• **To do**
Quote the data below verbatim, reproducing every line without change.

Bounding box annotation entries:
>>

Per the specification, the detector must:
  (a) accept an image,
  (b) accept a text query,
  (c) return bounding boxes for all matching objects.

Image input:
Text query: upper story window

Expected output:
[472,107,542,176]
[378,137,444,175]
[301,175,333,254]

<<

• **Result**
Per the specification, the detector must:
  (a) accept an image,
  (b) accept a text query,
  (c) return bounding boxes for all matching objects.

Image input:
Text query: upper story window

Expected output:
[472,107,542,176]
[378,137,444,175]
[301,175,333,254]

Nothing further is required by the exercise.